◆ **Document**
I. Long-maturity and Short-maturity Investments. From the standpoint of the number of months or years which are contemplated as the duration of a particular capital placement, international investments may be classified into long-term and short-term. The first, only, are the subject of this book. Examples of long-term investment are: the building of railroads, plantations, or industrial enterprises, or the purchase of bonds and stocks of such enterprises. Long-term transactions relate to what is spoken of as the "capital market," and long-term securities are handled by investment banks. Short-term transactions, on the other hand, are associated with the "money market" or the market for "funds"; they are the chief business of commercial banks as distinguished from investment banks. They typically involve loans to importers and exporters for the financing of goods in shipment---a matter of thirty or ninety days, perhaps; deposits in foreign banks, which may be withdrawn at will or after notice; investments in acceptances, brokers' loans, treasury certificates, and the discounting of commercial paper. Short-term international investments have played an important rôle in the international problems of the post-war era, politically and economically. Especially in times of currency uncertainty the presence of enormous sums of highly mobile capital which may move suddenly from one country to another has presented baffling difficulties to finance ministers and central bankers, and the threat of such movements has been employed as a political weapon. This interesting field of inquiry must be left, however, to other investigators. The remaining classifications which follow are intended to fit long-term international investments only.

II. Governmental and Private Investments. The public or private status of those who send capital abroad or receive it from abroad obviously has a direct bearing upon the political implications of the investment. From this point of view we may usefully distinguish four main types of international investment and two hybrid types which are combinations of some of the first four:

1. Intergovernmental loans.

2. Loans by private persons to foreign governments.

3. Governmental investments in enterprises outside the government's own territory.

4. Investments by private persons in private ventures or loans to private persons abroad.

5. (First hybrid type.) Investments by private persons in foreign ventures, with a subsidy or guarantee from (5a) the government of the capital-receiving country, or (5b) the government of the capital-providing country.

6. (Second hybrid type.) Mixed enterprises---i.e., corporate organizations in which voting stock is held by one or more governments as well as by private persons.

◆ **Data extract**
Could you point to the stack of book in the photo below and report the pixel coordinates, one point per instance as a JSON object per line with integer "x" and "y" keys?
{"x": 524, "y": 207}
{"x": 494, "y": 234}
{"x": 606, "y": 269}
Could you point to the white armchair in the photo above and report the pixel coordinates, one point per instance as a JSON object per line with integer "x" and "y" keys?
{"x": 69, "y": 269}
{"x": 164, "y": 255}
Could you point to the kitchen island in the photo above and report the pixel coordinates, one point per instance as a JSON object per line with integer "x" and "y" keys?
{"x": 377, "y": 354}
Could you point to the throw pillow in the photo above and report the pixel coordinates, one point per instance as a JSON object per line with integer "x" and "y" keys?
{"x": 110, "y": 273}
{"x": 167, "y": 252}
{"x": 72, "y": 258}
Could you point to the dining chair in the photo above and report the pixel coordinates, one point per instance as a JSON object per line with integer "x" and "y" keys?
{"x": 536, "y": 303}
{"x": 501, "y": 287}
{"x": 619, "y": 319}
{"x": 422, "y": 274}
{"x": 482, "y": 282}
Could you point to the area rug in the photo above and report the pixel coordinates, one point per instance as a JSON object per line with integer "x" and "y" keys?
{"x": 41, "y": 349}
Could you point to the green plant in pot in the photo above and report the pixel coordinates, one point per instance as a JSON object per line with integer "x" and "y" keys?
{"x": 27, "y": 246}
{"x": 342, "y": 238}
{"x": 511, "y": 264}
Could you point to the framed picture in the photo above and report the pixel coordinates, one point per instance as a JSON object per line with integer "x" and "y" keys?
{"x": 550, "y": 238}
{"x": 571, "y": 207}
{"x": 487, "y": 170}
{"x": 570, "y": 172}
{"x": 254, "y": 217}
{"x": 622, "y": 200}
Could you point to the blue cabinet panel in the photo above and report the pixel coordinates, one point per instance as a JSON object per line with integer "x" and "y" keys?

◆ **Written exercise A**
Reproduce the passage on international investments from "II. Governmental and" up to and including "the capital-providing country.".
◆ **Written exercise B**
Answer these questions from the passage on international investments:
(i) Which kind of international investment is the subject of the book?
(ii) What is the chief business of commercial banks, as distinguished from investment banks?
(iii) In the second hybrid type, who holds the voting stock?
◆ **Written exercise C**
In one to three sentences, explain why the passage on international investments sorts them into governmental and private types.

◆ **Correct response A**
II. Governmental and Private Investments. The public or private status of those who send capital abroad or receive it from abroad obviously has a direct bearing upon the political implications of the investment. From this point of view we may usefully distinguish four main types of international investment and two hybrid types which are combinations of some of the first four:

1. Intergovernmental loans.

2. Loans by private persons to foreign governments.

3. Governmental investments in enterprises outside the government's own territory.

4. Investments by private persons in private ventures or loans to private persons abroad.

5. (First hybrid type.) Investments by private persons in foreign ventures, with a subsidy or guarantee from (5a) the government of the capital-receiving country, or (5b) the government of the capital-providing country.

◆ **Correct response B**
(i) Long-term investments.
(ii) Short-term transactions.
(iii) One or more governments as well as private persons.

◆ **Correct response C**
The public or private status of those who send capital abroad or receive it from abroad has a direct bearing on the political implications of the investment.